Top of SUPPLIED RECORDS

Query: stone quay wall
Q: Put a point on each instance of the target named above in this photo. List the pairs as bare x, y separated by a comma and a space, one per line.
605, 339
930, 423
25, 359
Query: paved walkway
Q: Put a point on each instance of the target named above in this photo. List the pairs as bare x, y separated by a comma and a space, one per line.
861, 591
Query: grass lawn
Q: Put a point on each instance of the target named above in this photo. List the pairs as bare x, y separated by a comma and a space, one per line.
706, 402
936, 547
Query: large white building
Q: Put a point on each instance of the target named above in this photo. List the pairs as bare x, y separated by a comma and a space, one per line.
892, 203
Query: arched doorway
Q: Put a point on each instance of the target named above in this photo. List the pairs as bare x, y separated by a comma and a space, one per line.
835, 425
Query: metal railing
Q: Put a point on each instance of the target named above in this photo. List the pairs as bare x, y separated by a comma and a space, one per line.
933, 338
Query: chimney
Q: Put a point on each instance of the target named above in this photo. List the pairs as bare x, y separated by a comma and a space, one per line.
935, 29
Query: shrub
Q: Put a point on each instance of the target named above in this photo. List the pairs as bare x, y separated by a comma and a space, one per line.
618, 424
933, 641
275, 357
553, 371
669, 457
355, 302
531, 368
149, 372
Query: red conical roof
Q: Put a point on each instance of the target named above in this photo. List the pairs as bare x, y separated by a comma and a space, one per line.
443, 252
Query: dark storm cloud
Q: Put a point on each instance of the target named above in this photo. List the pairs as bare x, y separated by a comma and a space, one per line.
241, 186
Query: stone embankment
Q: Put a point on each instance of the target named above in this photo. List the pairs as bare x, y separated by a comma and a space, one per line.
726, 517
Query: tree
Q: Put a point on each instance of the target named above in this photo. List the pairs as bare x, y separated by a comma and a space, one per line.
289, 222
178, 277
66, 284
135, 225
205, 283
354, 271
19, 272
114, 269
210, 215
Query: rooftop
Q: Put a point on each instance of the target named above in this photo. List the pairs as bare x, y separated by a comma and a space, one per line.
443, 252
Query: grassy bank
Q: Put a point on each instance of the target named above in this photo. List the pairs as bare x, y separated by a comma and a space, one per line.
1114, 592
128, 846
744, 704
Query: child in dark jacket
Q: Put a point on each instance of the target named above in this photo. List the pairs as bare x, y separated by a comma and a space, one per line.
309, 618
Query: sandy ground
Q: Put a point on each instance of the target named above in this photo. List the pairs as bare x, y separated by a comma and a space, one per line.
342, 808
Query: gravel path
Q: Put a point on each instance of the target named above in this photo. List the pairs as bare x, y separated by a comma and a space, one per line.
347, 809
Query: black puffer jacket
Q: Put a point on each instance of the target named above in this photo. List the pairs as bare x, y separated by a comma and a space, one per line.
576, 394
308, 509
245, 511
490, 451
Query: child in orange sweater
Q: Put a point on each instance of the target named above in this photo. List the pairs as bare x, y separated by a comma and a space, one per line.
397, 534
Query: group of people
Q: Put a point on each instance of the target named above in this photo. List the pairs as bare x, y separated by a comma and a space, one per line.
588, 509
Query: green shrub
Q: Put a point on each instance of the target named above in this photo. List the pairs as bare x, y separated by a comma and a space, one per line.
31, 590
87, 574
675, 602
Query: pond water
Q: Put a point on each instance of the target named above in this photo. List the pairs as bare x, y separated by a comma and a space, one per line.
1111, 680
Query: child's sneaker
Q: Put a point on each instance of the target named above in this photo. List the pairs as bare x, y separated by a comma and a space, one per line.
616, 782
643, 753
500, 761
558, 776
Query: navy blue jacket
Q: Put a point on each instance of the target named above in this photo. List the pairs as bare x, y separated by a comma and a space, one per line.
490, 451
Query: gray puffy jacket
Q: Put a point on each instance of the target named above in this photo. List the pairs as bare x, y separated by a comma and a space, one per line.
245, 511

Bottom of SUPPLIED RECORDS

* **YOUR GOAL**:
An exact copy of all the entries is the required answer.

* **RESPONSE TO THE EXERCISE**:
Query: stone quay wall
Q: Put a point on each instance of the target named above in this photo. List the pairs as bare x, y separated by a comma and a space, one per line.
605, 339
930, 423
25, 359
Query: paved walkway
Q: Put a point on each instance of the target named above in this photo. List the pairs as bare x, y separated by a comma and a space, one per line.
861, 591
Query: grass lawn
Q: Put a point on each instance of the target named above in this photo. List the pairs as bare x, y separated by a comma and a space, one per line.
706, 402
936, 547
Query: large white building
Q: Put a point on each instance of the target named above in this photo. List the pairs as bare x, y separated by a comma and a space, one per line.
892, 203
Query: arched doorway
Q: Put a point on each instance of the target named above in this photo. List the pairs as bare x, y separated by a comma and a space, one per line.
835, 425
Query: metal railing
Q: Put a point on each instance of the target named above in this photo. List the pairs as bare x, y separated by a comma and a space, one per line.
933, 338
Query: chimney
Q: Put a point on each instance of the target named above in this photo. List the pairs as bare x, y separated by a comma and a space, one per line.
935, 29
Query: shrub
Q: Put a point on each instance of the target named above in this photo. List the pairs as bare x, y separated by a comma and a space, one per line.
618, 424
933, 641
275, 357
553, 371
669, 457
355, 302
531, 368
149, 372
Query: red conical roof
Q: Put a point on each instance of the target named above in this photo. List the pairs as bare x, y separated by a comma and a space, one per line.
443, 252
Query: dark storm cloud
Q: Put a point on each instance of the target named above in this photo. List the pairs as bare x, y separated by a comma and a space, one per line.
241, 186
Query: stone embankment
Q: Put a point on each instance of the target named above in this photo. List the pairs as bare x, y separated by a comma and a space, one per line.
726, 517
Query: tree
Q: Put a point on each instance of the target named above in this photo. List the pairs as bare x, y separated by a comma and a space, one per line.
289, 222
178, 277
66, 284
135, 225
205, 283
354, 271
19, 272
114, 269
210, 215
Query: rooftop
Q: Put a point on each instance of the target named above in this photo. List the pairs as bare x, y separated by a comma and a space, one per line.
443, 252
Query: grassy bank
Q: Put a point on each instance of the target named above in this photo. List the pairs as bare x, y separated by a comma and a space, one per line.
1114, 592
128, 846
744, 704
Query: child in dark jacket
Q: Put a point on each instance of the target named above in this photo. List the pairs as bare x, y separated by a comma and a space, one per line.
309, 618
Query: sandy ground
Q: Put a point on each instance of the target named above in this photo. List the pairs as bare x, y separated by a comma and a space, one per line.
342, 808
Query: gravel path
Q: Put a point on each instance of the target named above in this photo. List the pairs as bare x, y separated by a comma and a space, one per line.
347, 809
Query: black puffer jacket
Q: Put a point on each instance of the target named above in this photo. List the pairs as bare x, y separated by a comma and a space, one per line.
576, 394
308, 509
245, 511
490, 451
Query: child in orange sweater
Q: Put a point on each instance of the target named above in this photo. List the pairs as bare x, y separated by a comma and a space, one per line.
397, 534
Query: group of people
Q: Put a point on each instance of the target named above in this photo. List the pairs as bare x, y separated by a comma and a space, one per line.
588, 509
Query: green shrub
Q: Put a point on each instance of the target named above in this photo. List the pairs as bare x, y separated by a comma and a space, one per line.
31, 590
87, 574
675, 602
Query: pond water
Q: Put a point on each instance of the target named above in this photo. List the pairs as bare x, y separated by a comma and a space, one per line.
1111, 680
Query: child's sneaker
Q: Put a point on each instance of the target named above in this photo. List the pairs as bare x, y separated by a comma and a space, one per line.
616, 782
643, 753
500, 761
558, 776
Query: navy blue jacket
Q: Put a point on each instance of the target named above in this photo. List the pairs as bare x, y separated by a comma and a space, one per line.
490, 451
Query: gray puffy jacket
Q: Put a point on each instance of the target named above in this photo. List the pairs as bare x, y separated by a comma and a space, one per line.
245, 511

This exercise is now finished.